--- Texto para leitura ---

Fixem esta data: Dia 25 de Outubro de 2021.
Este foi o dia em que a esquerda portuguesa fez haraquíri.
A história do suicídio da “esquerda” portuguesa não começa hoje.
Começou quando, no início desta legislatura, o PS resolveu dificultar
um acordo escrito com, pelo menos, um dos partidos à sua esquerda, jogando no
medo destes em serem penalizados por não deixarem passar orçamentos pouco
ambiciosos, do ponto de vista social, e com medo de confrontar os burocratas de
Bruxelas.
Ficou evidente que esta legislatura não chegaria ao fim quando o BE
resolveu colocar-se ao lado da direita para votar contra o anterior orçamento.
O PCP cedeu então na abstenção, convencido que iriam ser cumpridas algumas
das medidas com ele negociadas, mas que o governo se foi “esquecendo” pelo
caminho, ficando por cumprir muto desse orçamento.
Em relação a este orçamento para 2022, já se percebia que havia um impasse e uma
desconfiança mútua entre os partidos da esquerda, situação que culminou na
confirmação de que este orçamento não vai passar com os votos à sua esquerda.

---

• _Lista de tarefas_
A. Reproduza, do texto sobre o orçamento, o trecho que começa em "Começou quando, no" e termina em "à sua esquerda.".
B. Expresse como tabela Markdown, com as colunas "Número" e "Conteúdo", as linhas das entradas que começam na que contém "Where can the paved" e terminam no fim das entradas. Deixe de fora as linhas em branco.

--- Material fornecido ---

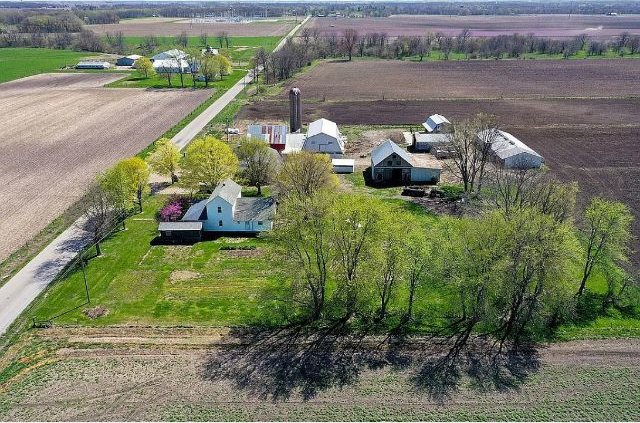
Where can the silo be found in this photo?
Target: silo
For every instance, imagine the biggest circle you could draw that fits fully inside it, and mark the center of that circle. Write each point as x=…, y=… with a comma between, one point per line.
x=295, y=110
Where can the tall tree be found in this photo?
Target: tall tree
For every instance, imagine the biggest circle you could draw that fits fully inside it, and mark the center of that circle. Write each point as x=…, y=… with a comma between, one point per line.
x=258, y=162
x=607, y=229
x=165, y=159
x=207, y=162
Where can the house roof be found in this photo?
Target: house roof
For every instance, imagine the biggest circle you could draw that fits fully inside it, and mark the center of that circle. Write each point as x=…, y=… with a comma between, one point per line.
x=254, y=208
x=180, y=226
x=505, y=145
x=387, y=148
x=170, y=54
x=433, y=121
x=323, y=126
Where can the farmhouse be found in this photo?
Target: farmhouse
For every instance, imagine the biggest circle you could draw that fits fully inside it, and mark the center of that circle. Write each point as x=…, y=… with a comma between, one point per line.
x=224, y=211
x=436, y=123
x=169, y=54
x=93, y=64
x=510, y=152
x=323, y=136
x=392, y=164
x=128, y=60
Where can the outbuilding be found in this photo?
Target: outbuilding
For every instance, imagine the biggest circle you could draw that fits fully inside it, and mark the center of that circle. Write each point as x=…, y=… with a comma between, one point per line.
x=436, y=123
x=128, y=60
x=509, y=151
x=323, y=136
x=93, y=64
x=392, y=164
x=343, y=165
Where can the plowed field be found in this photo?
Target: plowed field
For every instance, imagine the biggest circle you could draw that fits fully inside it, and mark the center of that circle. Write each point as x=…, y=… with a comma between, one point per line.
x=59, y=130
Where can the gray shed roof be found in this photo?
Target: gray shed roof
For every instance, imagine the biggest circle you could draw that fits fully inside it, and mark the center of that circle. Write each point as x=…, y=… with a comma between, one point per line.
x=228, y=190
x=254, y=208
x=387, y=148
x=180, y=226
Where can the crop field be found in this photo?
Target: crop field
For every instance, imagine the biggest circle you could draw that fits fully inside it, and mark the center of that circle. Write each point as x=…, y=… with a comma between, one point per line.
x=580, y=115
x=218, y=374
x=551, y=26
x=172, y=27
x=59, y=130
x=20, y=62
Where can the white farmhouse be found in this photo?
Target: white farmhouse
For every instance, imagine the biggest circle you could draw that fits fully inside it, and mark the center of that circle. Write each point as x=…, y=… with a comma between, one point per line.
x=435, y=123
x=510, y=152
x=323, y=136
x=393, y=164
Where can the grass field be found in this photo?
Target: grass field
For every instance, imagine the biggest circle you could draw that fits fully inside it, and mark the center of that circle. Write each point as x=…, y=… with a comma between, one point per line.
x=20, y=62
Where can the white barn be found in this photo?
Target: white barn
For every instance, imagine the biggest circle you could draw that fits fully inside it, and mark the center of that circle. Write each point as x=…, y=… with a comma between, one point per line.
x=227, y=211
x=510, y=152
x=392, y=164
x=323, y=136
x=435, y=123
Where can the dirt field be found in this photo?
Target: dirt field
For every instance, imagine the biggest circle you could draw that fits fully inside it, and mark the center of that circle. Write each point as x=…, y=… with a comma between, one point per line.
x=582, y=116
x=140, y=27
x=59, y=130
x=206, y=374
x=553, y=26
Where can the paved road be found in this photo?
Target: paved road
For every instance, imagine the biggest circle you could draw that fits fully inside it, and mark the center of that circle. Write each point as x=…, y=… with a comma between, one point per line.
x=25, y=286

---

• _Respostas do exercício_
A.
Começou quando, no início desta legislatura, o PS resolveu dificultar
um acordo escrito com, pelo menos, um dos partidos à sua esquerda, jogando no
medo destes em serem penalizados por não deixarem passar orçamentos pouco
ambiciosos, do ponto de vista social, e com medo de confrontar os burocratas de
Bruxelas.
Ficou evidente que esta legislatura não chegaria ao fim quando o BE
resolveu colocar-se ao lado da direita para votar contra o anterior orçamento.
O PCP cedeu então na abstenção, convencido que iriam ser cumpridas algumas
das medidas com ele negociadas, mas que o governo se foi “esquecendo” pelo
caminho, ficando por cumprir muto desse orçamento.
Em relação a este orçamento para 2022, já se percebia que havia um impasse e uma
desconfiança mútua entre os partidos da esquerda, situação que culminou na
confirmação de que este orçamento não vai passar com os votos à sua esquerda.

B.
| Número | Conteúdo |
|---|---|
| 1 | Where can the paved road be found in this photo? |
| 2 | Target: paved road |
| 3 | For every instance, imagine the biggest circle you could draw that fits fully inside it, and mark the center of that circle. Write each point as x=…, y=… with a comma between, one point per line. |
| 4 | x=25, y=286 |